◆ **DIRECTIONS FOR THIS TASK**
From the items below, copy out every line that contains the string "yellow".

◆ **SUPPLIED RECORDS**
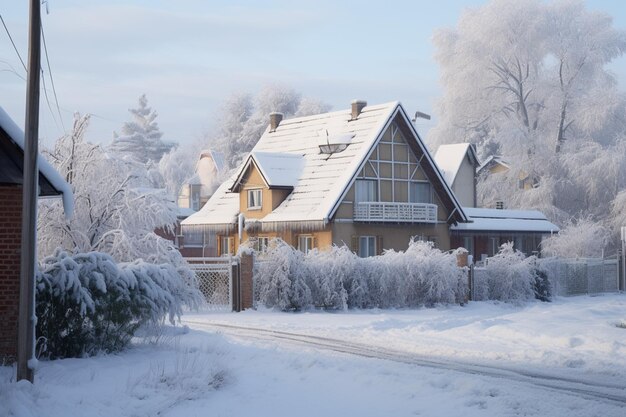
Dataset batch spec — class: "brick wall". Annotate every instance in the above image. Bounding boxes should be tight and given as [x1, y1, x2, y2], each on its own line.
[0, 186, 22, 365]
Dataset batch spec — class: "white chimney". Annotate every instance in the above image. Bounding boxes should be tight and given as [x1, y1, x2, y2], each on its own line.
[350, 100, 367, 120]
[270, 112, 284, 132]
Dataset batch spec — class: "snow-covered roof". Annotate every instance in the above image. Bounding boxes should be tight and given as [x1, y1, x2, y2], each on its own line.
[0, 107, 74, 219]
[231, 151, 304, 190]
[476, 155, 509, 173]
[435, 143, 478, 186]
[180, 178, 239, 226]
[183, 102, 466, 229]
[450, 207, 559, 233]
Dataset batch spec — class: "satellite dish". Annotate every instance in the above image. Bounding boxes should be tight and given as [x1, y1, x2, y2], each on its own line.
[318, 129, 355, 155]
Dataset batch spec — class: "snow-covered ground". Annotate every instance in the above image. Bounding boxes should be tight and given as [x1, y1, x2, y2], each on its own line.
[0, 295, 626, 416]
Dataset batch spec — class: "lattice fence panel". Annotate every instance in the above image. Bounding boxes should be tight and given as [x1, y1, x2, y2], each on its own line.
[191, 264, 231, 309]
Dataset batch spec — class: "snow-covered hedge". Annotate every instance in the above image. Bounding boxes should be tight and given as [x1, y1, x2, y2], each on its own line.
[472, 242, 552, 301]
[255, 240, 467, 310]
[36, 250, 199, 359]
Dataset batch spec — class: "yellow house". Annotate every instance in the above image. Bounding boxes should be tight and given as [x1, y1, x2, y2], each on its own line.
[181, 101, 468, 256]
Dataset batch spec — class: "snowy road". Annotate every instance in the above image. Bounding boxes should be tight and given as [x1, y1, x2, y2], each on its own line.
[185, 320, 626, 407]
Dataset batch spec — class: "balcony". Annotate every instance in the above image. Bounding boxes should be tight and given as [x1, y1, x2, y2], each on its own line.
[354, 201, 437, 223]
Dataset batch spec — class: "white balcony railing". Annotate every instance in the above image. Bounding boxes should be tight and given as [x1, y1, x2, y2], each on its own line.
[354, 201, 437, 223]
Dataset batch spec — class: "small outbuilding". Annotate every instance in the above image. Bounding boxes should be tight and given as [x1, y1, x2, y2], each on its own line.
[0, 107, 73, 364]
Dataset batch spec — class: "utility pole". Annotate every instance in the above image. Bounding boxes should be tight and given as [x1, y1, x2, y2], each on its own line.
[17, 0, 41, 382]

---

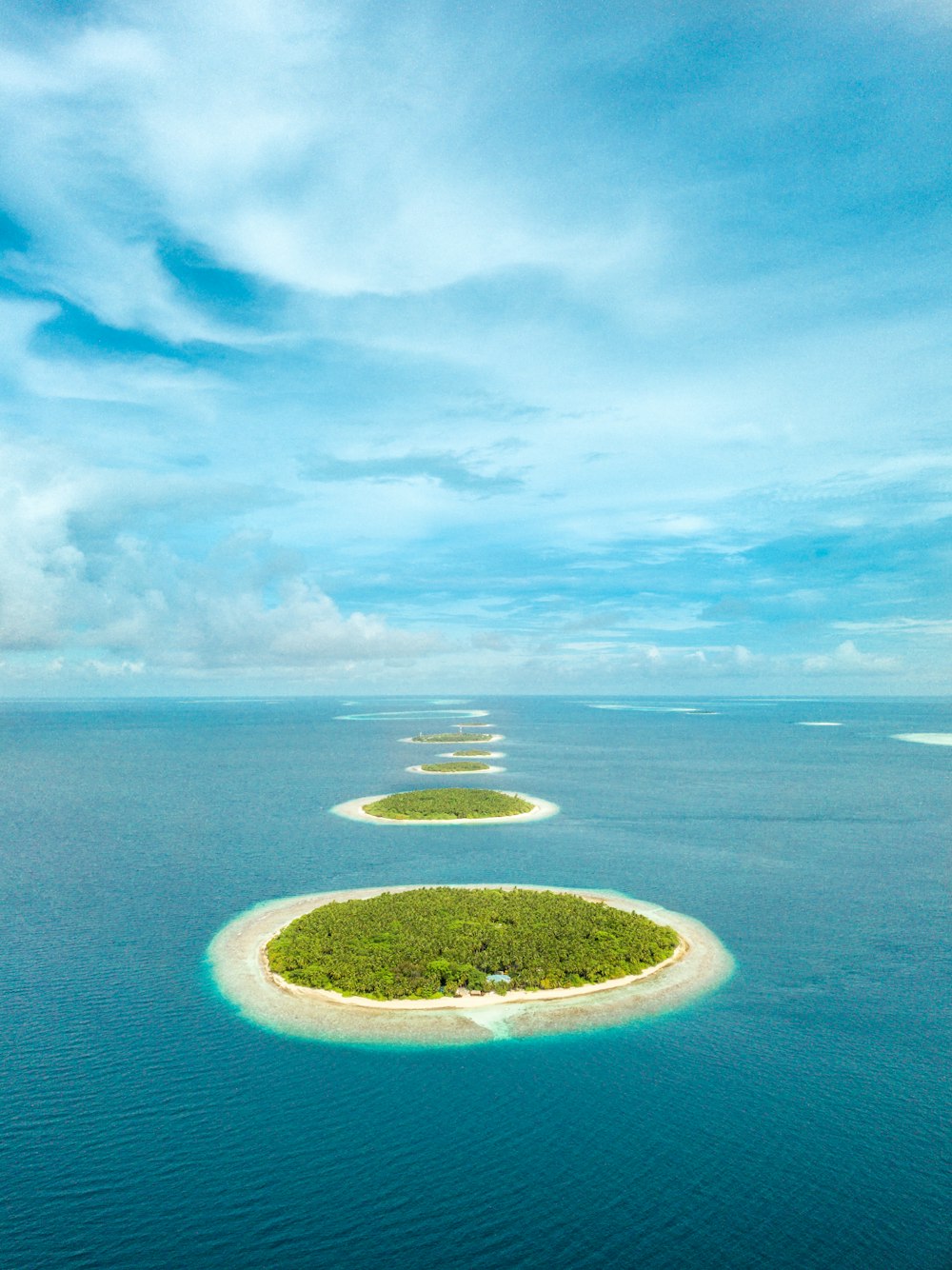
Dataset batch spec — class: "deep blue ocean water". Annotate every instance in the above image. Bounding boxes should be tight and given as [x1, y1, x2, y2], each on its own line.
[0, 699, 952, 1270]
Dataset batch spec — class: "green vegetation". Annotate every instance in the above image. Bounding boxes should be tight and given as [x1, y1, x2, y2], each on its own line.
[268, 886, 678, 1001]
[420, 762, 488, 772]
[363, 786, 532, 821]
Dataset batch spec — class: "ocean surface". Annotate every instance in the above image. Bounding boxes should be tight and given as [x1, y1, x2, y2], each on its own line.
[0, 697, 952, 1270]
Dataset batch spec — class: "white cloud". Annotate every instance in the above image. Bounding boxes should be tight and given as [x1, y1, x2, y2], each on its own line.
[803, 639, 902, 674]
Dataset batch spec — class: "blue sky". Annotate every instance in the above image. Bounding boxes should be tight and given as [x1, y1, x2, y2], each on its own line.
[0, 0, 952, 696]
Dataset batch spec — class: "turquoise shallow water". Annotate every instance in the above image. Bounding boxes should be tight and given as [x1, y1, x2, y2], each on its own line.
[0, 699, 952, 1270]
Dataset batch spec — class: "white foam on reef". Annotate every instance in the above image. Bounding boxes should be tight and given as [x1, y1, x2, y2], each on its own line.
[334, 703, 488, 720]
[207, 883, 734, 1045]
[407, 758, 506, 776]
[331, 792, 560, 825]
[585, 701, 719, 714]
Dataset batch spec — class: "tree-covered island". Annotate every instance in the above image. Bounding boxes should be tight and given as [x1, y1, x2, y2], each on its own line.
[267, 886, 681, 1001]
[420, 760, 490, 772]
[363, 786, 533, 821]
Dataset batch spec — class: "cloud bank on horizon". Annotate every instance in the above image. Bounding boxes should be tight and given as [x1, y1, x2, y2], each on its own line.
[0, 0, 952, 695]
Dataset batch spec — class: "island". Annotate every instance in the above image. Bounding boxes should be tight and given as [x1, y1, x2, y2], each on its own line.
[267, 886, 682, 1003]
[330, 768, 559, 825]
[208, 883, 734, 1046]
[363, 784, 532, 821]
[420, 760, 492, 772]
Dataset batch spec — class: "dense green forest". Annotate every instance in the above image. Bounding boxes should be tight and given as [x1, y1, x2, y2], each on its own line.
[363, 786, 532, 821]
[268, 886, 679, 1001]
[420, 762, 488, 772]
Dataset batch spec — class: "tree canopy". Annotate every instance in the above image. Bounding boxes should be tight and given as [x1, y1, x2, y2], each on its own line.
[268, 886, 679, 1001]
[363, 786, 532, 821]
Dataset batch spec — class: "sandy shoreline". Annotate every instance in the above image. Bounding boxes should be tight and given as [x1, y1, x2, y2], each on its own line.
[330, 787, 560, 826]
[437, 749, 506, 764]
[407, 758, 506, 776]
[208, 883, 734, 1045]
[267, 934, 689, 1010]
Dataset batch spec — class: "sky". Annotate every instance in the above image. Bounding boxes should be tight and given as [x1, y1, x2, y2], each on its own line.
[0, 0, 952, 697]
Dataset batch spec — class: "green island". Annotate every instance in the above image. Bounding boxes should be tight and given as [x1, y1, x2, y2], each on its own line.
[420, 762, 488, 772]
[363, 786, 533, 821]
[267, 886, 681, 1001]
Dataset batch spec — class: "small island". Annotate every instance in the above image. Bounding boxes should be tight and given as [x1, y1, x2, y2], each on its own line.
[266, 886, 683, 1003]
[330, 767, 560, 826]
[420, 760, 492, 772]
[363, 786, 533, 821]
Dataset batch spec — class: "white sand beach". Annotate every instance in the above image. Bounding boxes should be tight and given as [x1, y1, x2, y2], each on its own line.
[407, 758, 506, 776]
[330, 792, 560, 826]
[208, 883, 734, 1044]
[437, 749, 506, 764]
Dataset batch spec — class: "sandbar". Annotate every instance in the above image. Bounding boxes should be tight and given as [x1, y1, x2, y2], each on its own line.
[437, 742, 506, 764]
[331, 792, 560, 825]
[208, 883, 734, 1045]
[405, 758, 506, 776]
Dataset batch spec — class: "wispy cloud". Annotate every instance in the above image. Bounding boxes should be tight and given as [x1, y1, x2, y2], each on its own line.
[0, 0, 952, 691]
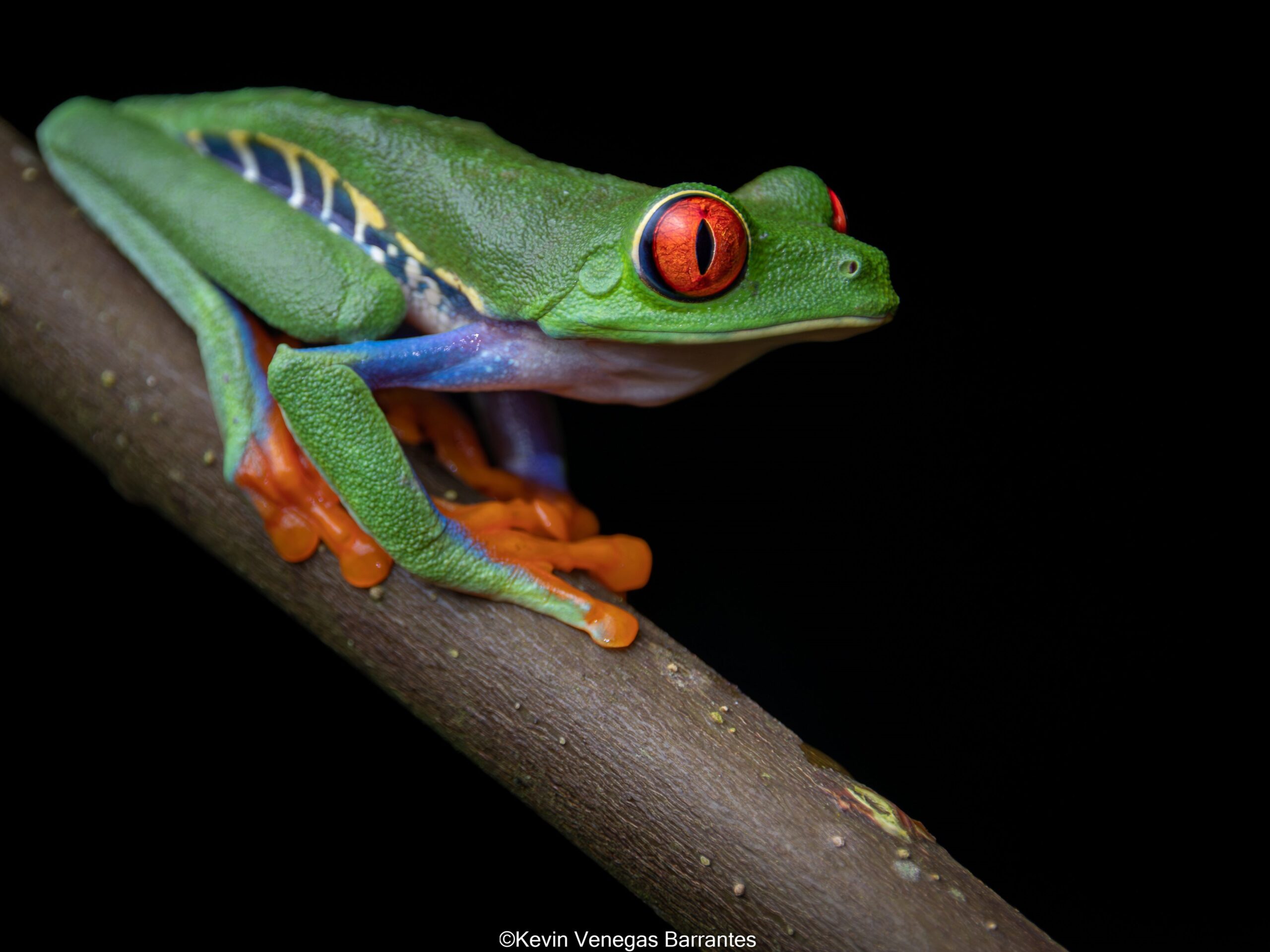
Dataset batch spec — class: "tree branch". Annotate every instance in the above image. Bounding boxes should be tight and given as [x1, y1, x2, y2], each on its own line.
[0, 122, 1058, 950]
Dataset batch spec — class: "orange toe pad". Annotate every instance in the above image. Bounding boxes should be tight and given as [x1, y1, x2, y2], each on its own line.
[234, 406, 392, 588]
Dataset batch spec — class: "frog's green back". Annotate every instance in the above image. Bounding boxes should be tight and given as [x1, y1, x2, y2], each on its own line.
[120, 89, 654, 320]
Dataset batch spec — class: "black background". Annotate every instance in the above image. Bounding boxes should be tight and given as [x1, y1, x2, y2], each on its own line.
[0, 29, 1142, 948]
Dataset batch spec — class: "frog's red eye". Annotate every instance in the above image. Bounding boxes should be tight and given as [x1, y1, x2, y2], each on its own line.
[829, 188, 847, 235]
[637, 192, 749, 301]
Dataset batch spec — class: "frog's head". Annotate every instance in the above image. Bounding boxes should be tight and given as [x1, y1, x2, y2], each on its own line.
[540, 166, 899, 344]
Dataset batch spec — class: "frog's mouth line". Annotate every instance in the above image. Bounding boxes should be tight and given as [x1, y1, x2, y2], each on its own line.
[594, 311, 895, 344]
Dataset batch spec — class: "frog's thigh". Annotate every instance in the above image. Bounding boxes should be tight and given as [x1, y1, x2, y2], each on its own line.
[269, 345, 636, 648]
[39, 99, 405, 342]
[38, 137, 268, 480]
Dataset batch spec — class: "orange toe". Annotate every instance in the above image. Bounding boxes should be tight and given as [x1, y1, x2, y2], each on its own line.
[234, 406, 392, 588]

---

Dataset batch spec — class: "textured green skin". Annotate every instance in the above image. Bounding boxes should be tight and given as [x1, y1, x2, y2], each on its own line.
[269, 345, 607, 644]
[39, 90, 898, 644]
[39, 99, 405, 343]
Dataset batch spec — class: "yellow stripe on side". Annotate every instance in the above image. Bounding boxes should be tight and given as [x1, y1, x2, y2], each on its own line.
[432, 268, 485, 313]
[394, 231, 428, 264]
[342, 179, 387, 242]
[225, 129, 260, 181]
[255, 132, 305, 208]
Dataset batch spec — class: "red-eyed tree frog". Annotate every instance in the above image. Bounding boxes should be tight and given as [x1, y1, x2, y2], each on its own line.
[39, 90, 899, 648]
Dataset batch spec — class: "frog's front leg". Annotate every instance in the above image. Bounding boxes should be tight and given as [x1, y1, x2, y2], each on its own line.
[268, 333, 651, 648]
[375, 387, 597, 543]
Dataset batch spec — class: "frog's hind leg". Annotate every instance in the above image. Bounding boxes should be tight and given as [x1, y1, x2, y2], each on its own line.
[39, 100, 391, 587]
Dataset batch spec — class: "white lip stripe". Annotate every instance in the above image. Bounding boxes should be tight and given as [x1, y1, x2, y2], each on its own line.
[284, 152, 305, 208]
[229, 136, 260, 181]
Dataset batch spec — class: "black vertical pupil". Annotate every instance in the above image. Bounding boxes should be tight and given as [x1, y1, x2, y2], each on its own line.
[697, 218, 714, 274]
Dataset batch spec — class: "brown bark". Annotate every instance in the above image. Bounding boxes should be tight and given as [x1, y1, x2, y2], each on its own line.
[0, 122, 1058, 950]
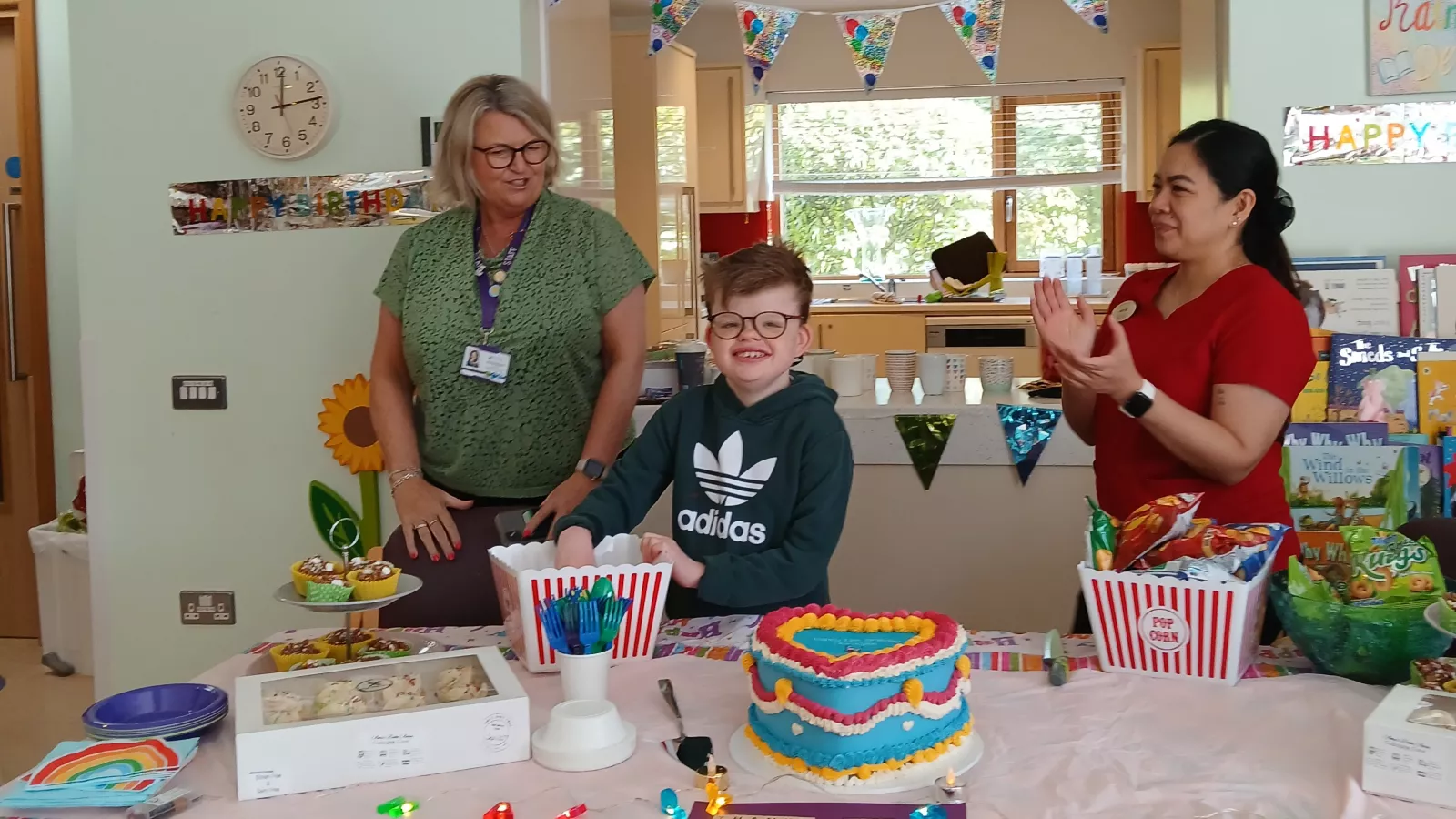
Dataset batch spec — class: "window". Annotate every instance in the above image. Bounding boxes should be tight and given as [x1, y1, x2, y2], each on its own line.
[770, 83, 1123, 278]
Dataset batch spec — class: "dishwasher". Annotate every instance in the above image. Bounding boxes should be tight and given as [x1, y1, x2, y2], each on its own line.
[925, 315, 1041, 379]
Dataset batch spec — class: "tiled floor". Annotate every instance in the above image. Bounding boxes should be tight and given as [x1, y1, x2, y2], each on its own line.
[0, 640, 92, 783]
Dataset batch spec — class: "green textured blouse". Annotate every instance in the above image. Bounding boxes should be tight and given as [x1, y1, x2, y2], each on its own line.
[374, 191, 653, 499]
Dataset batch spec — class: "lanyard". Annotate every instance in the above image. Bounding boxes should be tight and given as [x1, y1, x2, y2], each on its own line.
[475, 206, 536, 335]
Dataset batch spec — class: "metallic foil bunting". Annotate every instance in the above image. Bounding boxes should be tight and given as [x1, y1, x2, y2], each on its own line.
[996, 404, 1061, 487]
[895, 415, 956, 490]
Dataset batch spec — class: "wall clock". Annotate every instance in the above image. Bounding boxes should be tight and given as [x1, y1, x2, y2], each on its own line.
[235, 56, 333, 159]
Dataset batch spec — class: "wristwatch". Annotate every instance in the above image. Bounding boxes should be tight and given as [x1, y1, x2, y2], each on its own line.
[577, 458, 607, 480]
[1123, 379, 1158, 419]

◆ **ANSWER TO THE EXERCISE**
Dataset batch spec — class: "yellow house". Annotate every instance in the above image. Bounding boxes should be tight and given as [x1, y1, x2, y2], each on its own line.
Dataset batch spec — class: "yellow stripe on side". Annotate every instance in the above image. Bounding boxes should be tight and given as [x1, y1, x2, y2], each on its own line.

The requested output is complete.